(Location identification items)
------------------------------------

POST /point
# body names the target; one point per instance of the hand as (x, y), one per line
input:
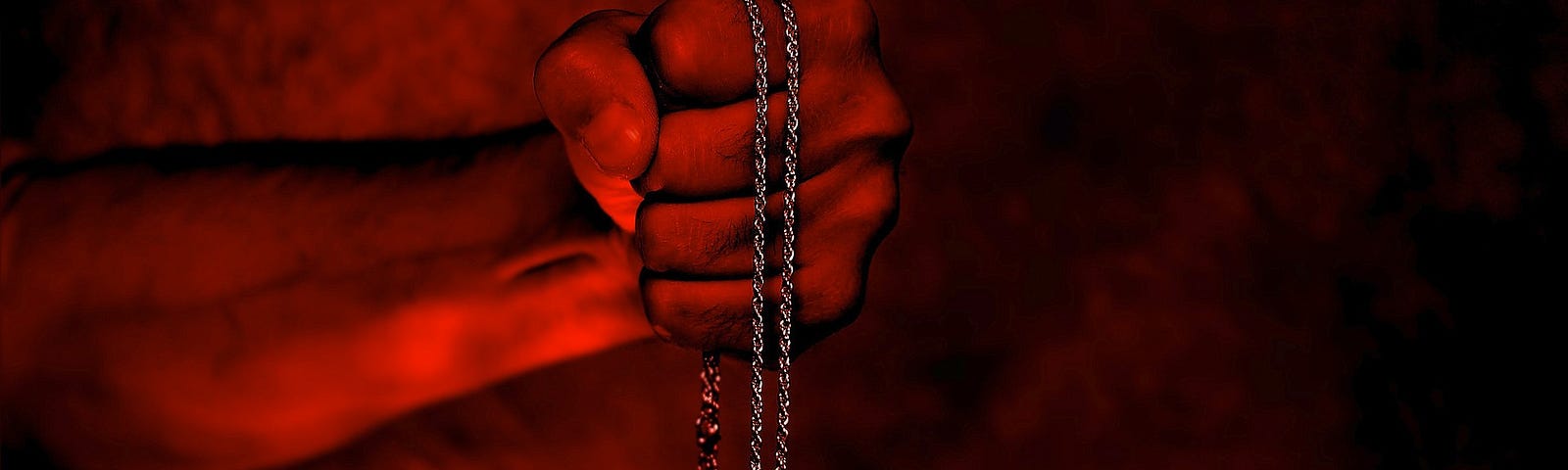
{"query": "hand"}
(658, 118)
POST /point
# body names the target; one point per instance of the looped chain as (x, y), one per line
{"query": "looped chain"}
(708, 419)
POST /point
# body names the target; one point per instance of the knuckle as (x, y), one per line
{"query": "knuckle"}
(875, 200)
(835, 302)
(849, 24)
(653, 239)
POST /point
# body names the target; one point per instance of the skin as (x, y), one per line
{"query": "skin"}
(253, 313)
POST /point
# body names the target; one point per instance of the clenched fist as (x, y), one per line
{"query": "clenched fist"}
(658, 117)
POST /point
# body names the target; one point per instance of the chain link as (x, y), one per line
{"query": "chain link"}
(760, 149)
(791, 174)
(708, 419)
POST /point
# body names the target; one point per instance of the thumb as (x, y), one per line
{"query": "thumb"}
(595, 91)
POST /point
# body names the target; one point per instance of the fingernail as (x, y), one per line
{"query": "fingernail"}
(613, 140)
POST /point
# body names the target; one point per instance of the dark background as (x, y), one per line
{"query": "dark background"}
(1134, 235)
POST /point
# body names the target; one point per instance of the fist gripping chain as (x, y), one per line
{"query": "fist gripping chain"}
(708, 433)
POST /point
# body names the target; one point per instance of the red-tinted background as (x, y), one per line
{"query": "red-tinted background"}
(1133, 235)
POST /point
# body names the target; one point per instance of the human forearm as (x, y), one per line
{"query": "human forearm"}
(287, 309)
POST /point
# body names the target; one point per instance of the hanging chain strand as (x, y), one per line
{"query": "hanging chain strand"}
(788, 271)
(760, 149)
(708, 417)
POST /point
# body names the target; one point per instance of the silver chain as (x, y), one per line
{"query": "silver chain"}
(788, 271)
(708, 419)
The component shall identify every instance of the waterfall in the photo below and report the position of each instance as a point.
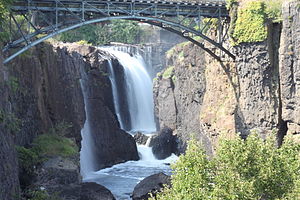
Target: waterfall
(139, 92)
(135, 90)
(86, 153)
(112, 79)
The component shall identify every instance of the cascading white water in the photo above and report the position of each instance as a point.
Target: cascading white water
(122, 178)
(139, 92)
(112, 78)
(86, 153)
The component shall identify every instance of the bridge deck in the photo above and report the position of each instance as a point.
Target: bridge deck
(168, 8)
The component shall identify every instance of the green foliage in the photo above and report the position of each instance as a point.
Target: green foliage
(168, 72)
(124, 31)
(28, 159)
(54, 145)
(61, 129)
(273, 10)
(241, 170)
(230, 3)
(100, 34)
(250, 23)
(13, 84)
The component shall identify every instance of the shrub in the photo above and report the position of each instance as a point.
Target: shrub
(241, 170)
(250, 23)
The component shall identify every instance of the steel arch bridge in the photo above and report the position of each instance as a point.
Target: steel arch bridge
(43, 19)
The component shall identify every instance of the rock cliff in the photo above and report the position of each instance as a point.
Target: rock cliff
(289, 66)
(259, 91)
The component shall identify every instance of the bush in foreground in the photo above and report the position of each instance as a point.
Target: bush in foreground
(251, 169)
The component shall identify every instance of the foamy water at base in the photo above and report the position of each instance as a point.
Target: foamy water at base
(121, 179)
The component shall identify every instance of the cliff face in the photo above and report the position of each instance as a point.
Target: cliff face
(9, 187)
(41, 89)
(178, 93)
(258, 92)
(289, 66)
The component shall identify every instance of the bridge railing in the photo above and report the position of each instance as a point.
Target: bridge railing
(46, 18)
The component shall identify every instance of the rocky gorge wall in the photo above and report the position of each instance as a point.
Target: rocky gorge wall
(199, 96)
(40, 90)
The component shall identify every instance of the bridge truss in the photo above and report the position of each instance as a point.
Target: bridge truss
(33, 21)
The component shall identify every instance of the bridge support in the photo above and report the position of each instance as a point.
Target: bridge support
(37, 20)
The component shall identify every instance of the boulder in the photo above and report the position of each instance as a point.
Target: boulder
(140, 138)
(94, 191)
(57, 173)
(151, 184)
(164, 144)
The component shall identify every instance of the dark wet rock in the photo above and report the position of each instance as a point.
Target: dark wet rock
(289, 63)
(140, 138)
(164, 144)
(57, 173)
(151, 184)
(93, 191)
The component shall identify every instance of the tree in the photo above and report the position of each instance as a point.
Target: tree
(249, 169)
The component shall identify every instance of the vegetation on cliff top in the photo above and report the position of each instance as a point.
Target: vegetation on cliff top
(99, 34)
(249, 18)
(241, 170)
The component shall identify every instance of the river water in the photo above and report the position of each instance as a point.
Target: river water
(121, 179)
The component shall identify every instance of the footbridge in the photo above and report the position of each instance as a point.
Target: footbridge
(33, 21)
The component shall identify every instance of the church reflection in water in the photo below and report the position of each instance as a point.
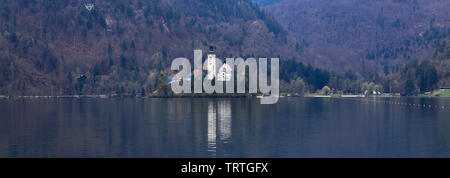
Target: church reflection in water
(219, 123)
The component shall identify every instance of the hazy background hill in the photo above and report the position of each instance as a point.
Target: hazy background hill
(364, 35)
(123, 45)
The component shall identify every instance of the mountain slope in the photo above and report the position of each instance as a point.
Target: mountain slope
(50, 46)
(366, 35)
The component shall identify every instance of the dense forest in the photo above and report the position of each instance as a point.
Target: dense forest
(53, 47)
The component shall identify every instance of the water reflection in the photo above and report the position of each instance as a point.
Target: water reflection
(212, 128)
(224, 108)
(206, 127)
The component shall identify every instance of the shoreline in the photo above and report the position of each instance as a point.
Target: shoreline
(104, 96)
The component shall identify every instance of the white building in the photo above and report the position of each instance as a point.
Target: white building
(211, 66)
(224, 73)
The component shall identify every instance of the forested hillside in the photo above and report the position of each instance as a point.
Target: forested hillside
(55, 47)
(365, 35)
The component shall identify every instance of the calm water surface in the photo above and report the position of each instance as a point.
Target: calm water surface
(238, 127)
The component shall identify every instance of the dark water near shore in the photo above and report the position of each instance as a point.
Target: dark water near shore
(236, 127)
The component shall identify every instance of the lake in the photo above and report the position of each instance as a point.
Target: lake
(225, 127)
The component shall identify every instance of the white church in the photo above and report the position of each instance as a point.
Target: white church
(225, 70)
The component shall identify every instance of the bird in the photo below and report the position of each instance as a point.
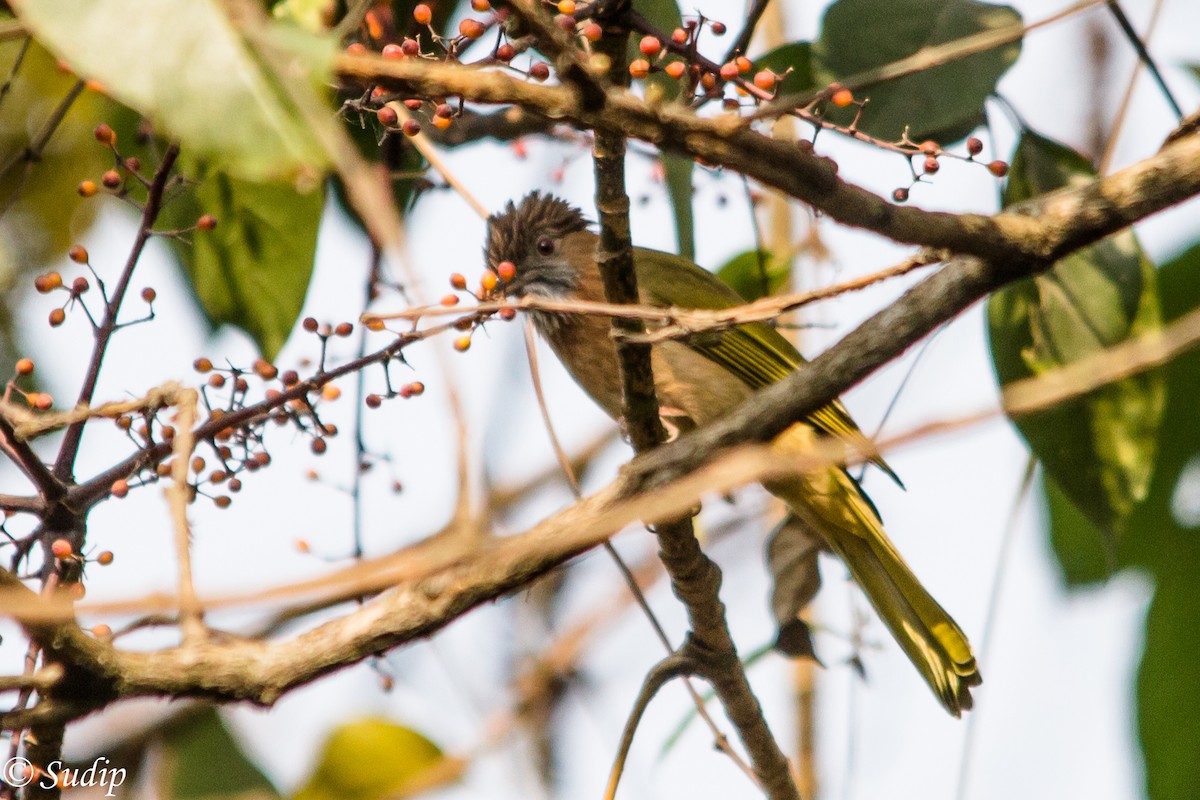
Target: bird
(702, 377)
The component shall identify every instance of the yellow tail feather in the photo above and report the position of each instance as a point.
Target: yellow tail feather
(831, 503)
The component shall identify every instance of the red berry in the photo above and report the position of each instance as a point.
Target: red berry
(105, 134)
(472, 28)
(388, 116)
(766, 79)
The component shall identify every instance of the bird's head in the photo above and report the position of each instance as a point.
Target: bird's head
(537, 238)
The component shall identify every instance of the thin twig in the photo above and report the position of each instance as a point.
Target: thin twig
(64, 467)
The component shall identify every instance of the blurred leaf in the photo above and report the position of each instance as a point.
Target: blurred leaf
(47, 214)
(1085, 555)
(796, 60)
(755, 274)
(203, 761)
(253, 270)
(1163, 537)
(189, 68)
(375, 758)
(677, 172)
(1098, 449)
(943, 103)
(313, 16)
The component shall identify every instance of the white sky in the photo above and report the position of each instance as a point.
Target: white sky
(1054, 716)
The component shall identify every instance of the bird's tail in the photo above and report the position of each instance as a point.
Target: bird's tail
(833, 504)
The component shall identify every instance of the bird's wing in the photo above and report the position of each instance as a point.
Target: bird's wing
(755, 352)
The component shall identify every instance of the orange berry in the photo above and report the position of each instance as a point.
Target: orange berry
(472, 28)
(765, 79)
(105, 134)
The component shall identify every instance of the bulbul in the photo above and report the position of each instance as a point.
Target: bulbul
(701, 378)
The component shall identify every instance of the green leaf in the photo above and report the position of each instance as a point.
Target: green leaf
(203, 761)
(187, 67)
(1163, 537)
(1099, 449)
(252, 271)
(755, 274)
(371, 759)
(677, 170)
(795, 62)
(1084, 553)
(943, 103)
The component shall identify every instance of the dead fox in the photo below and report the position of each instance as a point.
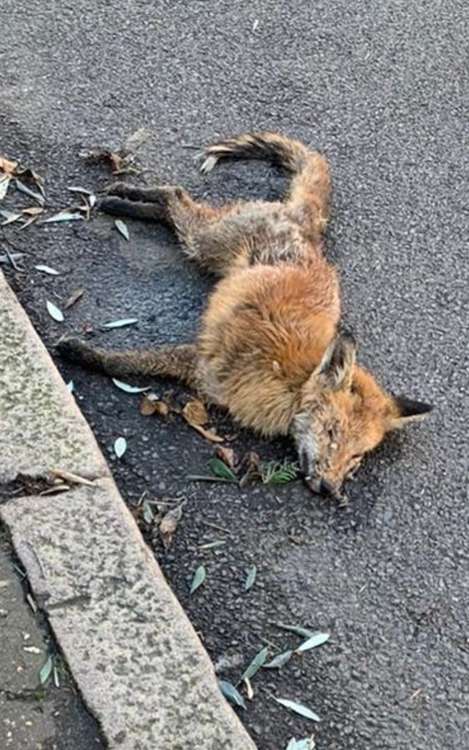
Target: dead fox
(269, 349)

------------------------------------

Please retype the entries above word for word, but only from the line containing "The component shall identify every instance of the bulbul" through the last line, and without the pictures.

Answer to this exercise:
The component shall identify every instance of the bulbul in the photo above and report the position of each instance as a point.
Target: bulbul
(701, 378)
The component shall identify every instance of the green leaf in the photo above and report the position of each instance as a point.
Target: green leaf
(203, 761)
(187, 67)
(1163, 537)
(1099, 449)
(252, 271)
(755, 274)
(371, 759)
(677, 170)
(795, 62)
(1084, 553)
(943, 103)
The component shall identify every instance of the dead fox in the photo below and report the position of each instance as a point.
Target: dead fox
(269, 349)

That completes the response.